(Beginning of Document passage)

Dr Annegret Dahlmann-Noor and Miss Gill Adams, paediatric ophthalmologists at Moorfields Eye Hospital NHS Foundation Trust, have led a nationwide study of infants who need treatment for retinopathy of prematurity (ROP). In this condition, which occurs in babies born very prematurely, abnormal blood vessels develop at the back of the eye and can lead to a detachment of the retina and blindness. In the UK, all babies at risk have screening eye examinations from the age of 4-5 weeks after birth. The aim of this study was to find out how many babies in the UK develop the most severe forms of ROP and need treatment to prevent the retina from detaching. The group also wanted to describe current treatment patterns in the UK. The first findings from this important work have been recently published in BMJ Open (an open access journal published by the British Medical Journal) and the journal Eye, which publishes the latest clinical and laboratory based research in all aspects of the field of visual science.
The study was coordinated through the British Ophthalmic Surveillance Unit with all paediatric ophthalmologists in the UK being invited to take part and provide information on infants treated for ROP during the 12 months of the study.

(End of Document passage)
(Beginning of Provided data)

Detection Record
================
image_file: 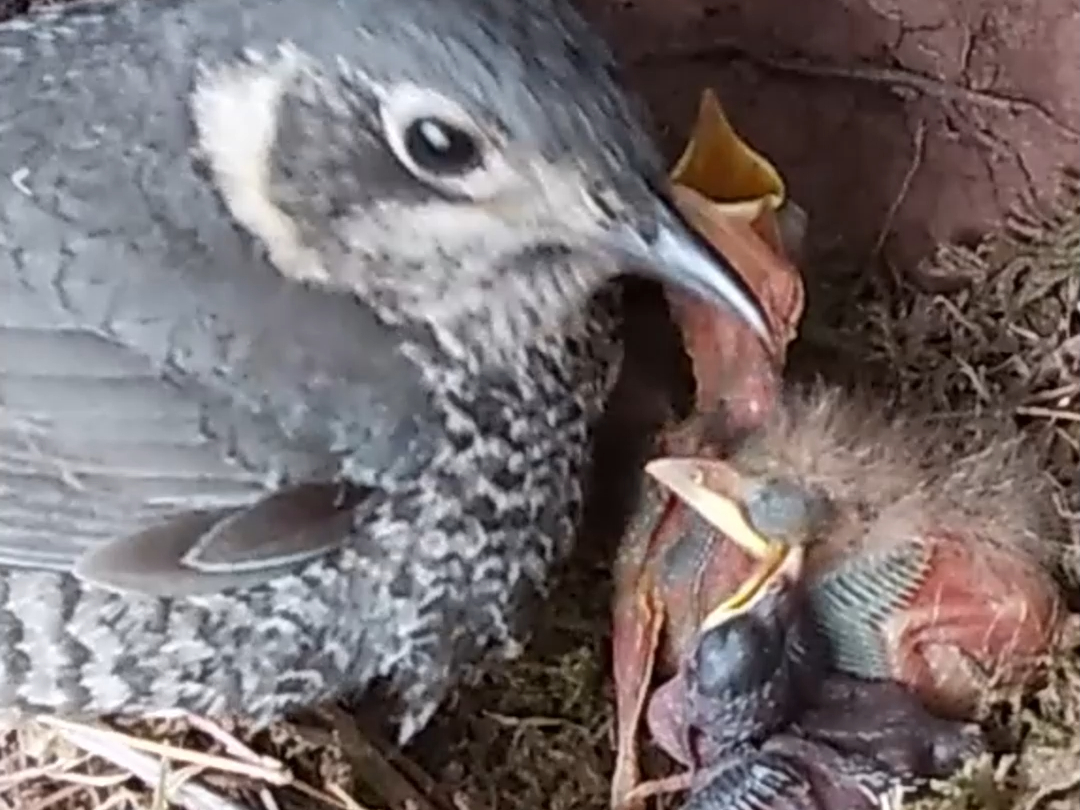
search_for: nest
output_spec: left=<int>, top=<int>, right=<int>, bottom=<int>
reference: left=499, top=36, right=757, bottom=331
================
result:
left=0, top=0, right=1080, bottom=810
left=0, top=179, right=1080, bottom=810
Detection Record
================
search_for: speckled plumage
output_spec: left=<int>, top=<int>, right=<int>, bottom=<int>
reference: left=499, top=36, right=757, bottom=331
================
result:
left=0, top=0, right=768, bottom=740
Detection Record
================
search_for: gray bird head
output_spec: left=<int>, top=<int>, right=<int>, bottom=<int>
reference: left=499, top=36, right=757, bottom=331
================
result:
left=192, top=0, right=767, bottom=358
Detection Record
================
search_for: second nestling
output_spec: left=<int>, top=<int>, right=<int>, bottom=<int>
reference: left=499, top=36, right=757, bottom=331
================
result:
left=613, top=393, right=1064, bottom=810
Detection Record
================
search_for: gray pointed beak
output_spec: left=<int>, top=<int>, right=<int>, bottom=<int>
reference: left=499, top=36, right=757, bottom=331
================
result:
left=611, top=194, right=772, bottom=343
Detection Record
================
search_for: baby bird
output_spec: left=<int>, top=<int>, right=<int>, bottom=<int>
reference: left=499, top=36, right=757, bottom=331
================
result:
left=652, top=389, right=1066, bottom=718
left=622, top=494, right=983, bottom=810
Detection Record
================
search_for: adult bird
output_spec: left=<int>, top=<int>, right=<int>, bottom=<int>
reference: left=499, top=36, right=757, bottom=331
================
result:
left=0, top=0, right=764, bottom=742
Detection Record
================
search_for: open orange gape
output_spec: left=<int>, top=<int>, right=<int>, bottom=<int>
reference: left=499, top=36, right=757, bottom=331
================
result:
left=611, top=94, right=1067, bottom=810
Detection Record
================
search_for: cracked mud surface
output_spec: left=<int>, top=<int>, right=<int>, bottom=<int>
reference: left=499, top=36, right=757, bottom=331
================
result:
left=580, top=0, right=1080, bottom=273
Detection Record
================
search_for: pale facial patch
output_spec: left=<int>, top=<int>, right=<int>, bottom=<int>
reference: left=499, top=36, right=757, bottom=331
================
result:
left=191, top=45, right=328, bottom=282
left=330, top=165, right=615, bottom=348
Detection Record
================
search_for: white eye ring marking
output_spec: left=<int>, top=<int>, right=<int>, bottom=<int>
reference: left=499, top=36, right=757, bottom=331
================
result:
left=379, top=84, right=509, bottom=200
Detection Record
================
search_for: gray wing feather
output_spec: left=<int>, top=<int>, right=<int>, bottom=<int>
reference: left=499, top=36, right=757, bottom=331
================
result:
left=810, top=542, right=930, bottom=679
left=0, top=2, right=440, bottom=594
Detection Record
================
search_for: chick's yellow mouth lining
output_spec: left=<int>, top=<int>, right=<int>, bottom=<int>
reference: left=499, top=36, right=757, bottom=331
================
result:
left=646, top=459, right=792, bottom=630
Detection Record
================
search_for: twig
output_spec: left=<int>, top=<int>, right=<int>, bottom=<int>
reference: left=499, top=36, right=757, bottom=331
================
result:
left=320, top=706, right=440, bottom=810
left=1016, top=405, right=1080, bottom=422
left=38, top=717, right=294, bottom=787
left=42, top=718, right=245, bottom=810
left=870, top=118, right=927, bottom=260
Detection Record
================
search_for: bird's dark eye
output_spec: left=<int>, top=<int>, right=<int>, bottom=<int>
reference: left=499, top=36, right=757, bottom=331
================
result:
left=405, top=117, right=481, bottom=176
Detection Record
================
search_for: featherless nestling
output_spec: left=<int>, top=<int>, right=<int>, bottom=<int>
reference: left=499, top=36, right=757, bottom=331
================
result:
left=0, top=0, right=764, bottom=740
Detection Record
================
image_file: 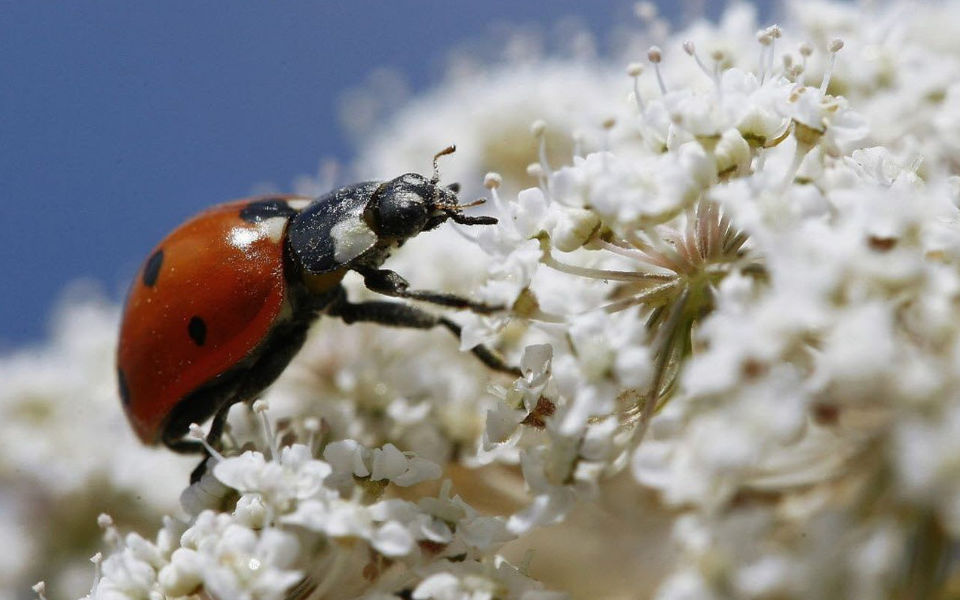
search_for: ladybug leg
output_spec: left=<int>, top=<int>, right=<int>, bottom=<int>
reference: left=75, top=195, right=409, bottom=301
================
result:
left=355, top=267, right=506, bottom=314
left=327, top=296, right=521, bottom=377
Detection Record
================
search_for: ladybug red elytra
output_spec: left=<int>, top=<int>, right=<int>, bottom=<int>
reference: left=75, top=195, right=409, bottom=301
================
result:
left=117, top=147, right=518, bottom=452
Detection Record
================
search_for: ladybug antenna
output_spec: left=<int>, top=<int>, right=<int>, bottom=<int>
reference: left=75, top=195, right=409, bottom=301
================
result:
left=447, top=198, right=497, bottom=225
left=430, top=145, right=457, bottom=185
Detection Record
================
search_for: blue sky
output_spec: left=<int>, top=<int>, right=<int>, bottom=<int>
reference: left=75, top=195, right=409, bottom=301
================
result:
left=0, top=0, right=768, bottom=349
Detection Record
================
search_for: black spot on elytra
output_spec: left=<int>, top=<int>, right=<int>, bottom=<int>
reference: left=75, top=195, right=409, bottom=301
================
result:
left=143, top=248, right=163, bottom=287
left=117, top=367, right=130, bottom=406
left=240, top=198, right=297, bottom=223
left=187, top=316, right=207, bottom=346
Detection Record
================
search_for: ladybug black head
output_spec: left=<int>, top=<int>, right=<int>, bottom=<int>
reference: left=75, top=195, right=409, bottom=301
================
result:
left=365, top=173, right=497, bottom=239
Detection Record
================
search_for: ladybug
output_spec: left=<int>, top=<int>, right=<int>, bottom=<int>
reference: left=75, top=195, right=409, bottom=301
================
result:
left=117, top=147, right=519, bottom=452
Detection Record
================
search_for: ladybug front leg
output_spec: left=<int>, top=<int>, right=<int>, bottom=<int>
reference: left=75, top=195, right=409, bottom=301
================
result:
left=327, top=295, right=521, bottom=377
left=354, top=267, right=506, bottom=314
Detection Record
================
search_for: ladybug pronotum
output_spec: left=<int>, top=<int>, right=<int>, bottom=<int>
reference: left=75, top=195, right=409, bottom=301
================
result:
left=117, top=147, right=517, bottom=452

(End of Provided data)
(Beginning of Provided data)

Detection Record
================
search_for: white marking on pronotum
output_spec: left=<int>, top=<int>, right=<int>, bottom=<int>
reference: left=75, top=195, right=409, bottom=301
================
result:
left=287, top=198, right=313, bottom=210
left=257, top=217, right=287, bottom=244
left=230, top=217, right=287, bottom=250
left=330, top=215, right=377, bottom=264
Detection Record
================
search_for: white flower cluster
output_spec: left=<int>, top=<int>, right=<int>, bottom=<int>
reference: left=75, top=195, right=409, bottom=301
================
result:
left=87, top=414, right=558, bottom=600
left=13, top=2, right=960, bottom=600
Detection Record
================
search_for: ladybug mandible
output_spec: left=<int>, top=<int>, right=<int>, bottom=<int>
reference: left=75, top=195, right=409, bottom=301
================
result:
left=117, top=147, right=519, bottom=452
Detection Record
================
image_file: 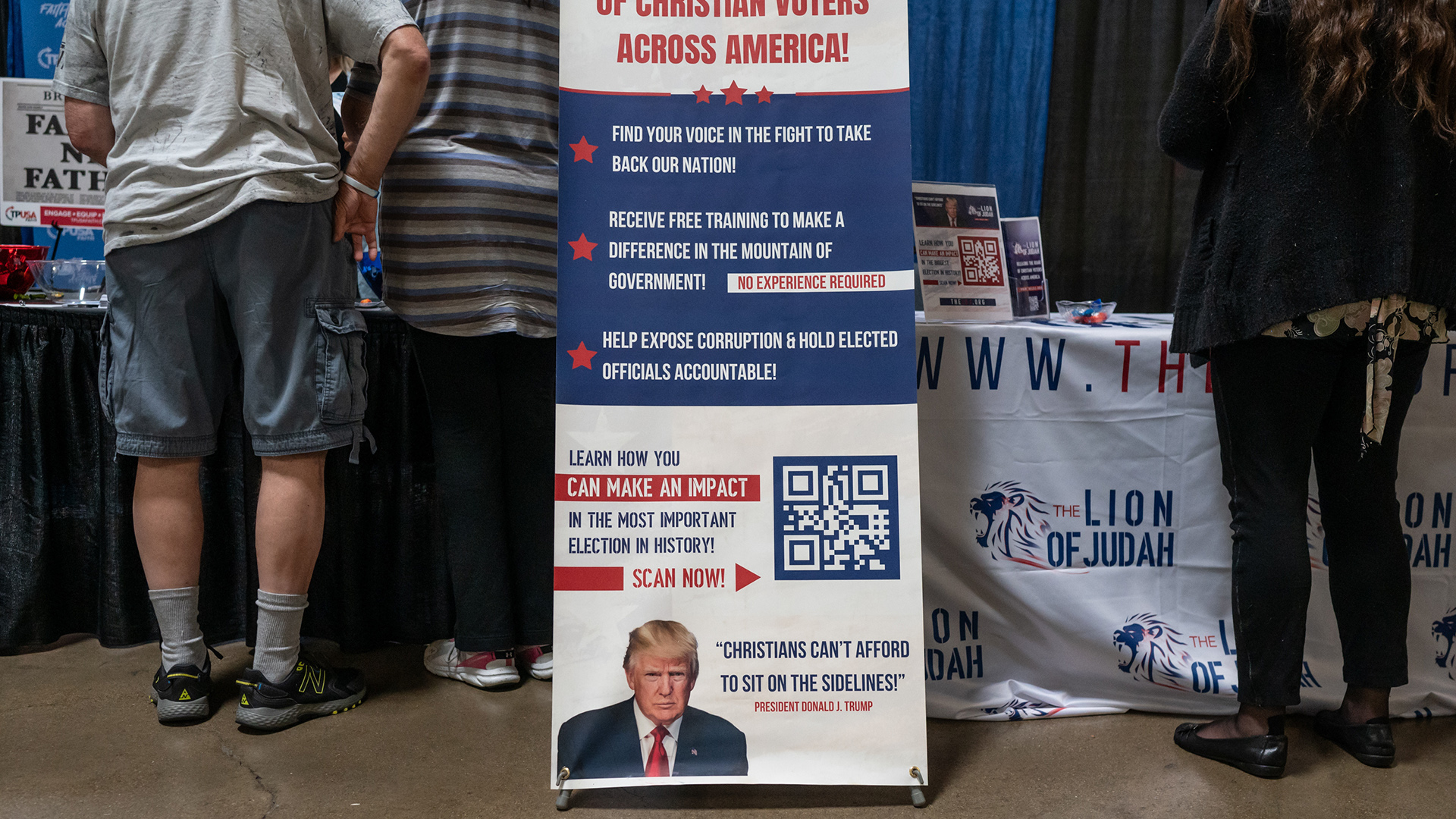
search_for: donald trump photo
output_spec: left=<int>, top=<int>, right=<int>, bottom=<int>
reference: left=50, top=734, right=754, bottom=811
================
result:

(End of Provided data)
(Beginning of Provided data)

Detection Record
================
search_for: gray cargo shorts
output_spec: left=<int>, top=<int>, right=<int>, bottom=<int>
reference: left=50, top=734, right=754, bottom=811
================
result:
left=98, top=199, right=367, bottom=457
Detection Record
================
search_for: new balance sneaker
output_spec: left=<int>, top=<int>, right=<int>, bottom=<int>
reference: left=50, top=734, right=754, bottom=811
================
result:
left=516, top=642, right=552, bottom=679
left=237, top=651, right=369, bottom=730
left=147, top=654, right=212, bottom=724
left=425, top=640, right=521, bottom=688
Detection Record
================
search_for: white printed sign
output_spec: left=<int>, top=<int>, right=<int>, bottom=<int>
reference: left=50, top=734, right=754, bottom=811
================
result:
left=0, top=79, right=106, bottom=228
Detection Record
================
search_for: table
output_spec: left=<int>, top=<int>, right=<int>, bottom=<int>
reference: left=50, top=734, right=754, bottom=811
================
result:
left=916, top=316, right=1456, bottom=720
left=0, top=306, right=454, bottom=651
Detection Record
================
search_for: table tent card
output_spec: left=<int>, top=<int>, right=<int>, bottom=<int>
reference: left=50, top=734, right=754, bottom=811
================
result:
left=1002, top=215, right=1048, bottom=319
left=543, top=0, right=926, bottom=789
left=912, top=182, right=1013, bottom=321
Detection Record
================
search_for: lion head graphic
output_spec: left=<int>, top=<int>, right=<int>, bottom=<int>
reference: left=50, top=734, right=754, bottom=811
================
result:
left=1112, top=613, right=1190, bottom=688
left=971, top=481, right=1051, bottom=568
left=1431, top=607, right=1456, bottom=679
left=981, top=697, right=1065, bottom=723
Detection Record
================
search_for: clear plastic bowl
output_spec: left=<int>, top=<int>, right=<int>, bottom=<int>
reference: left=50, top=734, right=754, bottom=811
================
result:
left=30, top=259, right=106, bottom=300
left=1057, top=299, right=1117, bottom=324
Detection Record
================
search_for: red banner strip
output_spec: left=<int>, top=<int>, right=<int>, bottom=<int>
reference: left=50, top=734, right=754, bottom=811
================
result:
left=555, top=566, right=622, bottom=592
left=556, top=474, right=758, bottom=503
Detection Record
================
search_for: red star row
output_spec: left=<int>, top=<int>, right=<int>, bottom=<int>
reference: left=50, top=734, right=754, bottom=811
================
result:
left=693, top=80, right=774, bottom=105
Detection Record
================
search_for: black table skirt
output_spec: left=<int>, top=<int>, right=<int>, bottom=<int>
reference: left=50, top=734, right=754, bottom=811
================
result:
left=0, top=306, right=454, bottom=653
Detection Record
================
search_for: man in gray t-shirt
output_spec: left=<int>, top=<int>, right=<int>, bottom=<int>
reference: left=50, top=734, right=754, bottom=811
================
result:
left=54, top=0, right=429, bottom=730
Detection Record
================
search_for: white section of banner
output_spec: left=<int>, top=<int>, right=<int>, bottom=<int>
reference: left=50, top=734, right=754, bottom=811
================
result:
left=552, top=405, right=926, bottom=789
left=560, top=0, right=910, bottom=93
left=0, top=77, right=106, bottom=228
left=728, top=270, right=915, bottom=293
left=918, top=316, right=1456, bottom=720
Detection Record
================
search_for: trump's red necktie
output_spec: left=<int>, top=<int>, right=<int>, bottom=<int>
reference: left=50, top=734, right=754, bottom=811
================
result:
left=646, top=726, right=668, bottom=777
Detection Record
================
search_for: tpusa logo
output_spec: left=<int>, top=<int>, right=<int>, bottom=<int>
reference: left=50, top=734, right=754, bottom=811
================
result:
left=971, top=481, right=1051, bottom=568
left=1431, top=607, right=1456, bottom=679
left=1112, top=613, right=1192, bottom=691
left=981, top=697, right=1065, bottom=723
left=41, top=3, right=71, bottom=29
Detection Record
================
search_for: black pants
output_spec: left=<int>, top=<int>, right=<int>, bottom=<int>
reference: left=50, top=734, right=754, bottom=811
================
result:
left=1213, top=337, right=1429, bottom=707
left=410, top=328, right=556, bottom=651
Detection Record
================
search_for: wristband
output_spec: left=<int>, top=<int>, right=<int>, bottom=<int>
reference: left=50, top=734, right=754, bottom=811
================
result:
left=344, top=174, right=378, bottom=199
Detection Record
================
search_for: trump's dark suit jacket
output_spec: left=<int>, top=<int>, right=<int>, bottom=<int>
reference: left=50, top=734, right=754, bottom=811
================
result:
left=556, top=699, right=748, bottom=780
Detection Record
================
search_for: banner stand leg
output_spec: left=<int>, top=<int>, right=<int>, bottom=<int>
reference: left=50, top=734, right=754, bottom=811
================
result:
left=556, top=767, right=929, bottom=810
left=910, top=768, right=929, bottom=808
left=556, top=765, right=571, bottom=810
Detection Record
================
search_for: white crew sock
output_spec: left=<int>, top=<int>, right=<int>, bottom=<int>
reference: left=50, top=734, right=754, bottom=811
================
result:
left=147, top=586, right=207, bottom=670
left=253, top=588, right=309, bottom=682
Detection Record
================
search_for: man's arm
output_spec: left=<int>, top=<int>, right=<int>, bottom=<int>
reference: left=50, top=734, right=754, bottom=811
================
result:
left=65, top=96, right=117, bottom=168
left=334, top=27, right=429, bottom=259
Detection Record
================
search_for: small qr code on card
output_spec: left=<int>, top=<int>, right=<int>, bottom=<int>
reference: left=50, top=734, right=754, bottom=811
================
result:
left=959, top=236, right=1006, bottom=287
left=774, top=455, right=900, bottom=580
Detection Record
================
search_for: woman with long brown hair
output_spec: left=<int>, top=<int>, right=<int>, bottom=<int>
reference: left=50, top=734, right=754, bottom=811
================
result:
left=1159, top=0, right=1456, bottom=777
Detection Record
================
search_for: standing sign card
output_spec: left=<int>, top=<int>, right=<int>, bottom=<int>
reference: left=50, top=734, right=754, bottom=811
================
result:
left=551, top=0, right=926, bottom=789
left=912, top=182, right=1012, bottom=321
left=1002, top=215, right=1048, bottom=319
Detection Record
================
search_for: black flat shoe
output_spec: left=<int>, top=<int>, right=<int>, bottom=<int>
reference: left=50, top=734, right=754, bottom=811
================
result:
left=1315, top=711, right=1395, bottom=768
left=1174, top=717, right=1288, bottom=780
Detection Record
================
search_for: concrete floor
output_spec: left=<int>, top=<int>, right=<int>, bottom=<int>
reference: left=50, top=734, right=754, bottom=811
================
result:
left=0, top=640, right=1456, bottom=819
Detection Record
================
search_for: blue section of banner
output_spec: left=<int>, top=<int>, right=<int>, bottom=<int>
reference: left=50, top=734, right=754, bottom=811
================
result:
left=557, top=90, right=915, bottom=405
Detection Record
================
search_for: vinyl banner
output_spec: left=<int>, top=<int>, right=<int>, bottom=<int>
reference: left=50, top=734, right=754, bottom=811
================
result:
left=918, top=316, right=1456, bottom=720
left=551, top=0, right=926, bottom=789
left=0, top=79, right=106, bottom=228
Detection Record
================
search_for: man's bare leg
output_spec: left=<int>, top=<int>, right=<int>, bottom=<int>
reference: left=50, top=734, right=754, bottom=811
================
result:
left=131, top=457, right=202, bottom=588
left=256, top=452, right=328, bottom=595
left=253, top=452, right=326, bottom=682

(End of Provided data)

▶ Problems to work on:
- A) In the retinopathy study text, at what age do UK babies at risk begin having screening eye examinations?
- B) Write out the retinopathy study text from "The study was" up to and including "of the study.".
Use only the retinopathy study text for these, not the records.

▶ Answers given:
- A) From the age of 4-5 weeks after birth.

- B)
The study was coordinated through the British Ophthalmic Surveillance Unit with all paediatric ophthalmologists in the UK being invited to take part and provide information on infants treated for ROP during the 12 months of the study.